Region pointing data:

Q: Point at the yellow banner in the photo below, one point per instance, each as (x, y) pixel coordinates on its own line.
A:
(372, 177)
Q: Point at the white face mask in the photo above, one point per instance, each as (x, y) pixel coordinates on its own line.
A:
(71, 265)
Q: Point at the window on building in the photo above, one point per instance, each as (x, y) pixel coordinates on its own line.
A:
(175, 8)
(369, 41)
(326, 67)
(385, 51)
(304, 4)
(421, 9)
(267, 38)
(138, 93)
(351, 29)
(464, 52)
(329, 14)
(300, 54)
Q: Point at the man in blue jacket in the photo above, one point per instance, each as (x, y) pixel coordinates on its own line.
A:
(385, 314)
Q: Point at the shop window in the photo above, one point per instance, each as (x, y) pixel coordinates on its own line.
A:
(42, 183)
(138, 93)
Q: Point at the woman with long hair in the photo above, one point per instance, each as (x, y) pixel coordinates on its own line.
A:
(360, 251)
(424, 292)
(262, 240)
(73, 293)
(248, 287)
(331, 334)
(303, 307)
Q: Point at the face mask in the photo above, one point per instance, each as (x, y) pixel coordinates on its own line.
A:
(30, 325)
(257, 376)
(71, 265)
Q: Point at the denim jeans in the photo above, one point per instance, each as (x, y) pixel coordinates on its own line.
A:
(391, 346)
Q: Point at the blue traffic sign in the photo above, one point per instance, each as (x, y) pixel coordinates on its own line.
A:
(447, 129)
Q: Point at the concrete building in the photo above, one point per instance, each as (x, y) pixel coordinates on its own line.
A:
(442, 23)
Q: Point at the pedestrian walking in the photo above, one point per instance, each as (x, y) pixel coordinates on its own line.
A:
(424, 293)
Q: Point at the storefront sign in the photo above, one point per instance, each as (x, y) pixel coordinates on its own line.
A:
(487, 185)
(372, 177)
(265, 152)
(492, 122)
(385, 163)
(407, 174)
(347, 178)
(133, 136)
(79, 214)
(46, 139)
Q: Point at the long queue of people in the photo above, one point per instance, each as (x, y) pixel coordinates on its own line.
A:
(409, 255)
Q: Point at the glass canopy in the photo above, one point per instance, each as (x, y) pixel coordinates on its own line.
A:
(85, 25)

Exercise details: Spot every line in the entries that includes the word "long", and copy each one out.

Answer for the task:
Q: Point at the woman with long hair in the photo above, one point per instance, each as (x, y) pixel coordinates on its own line.
Q: Point at the long queue of people in the photo above, one point per instance, each as (x, y) pixel coordinates on its own line.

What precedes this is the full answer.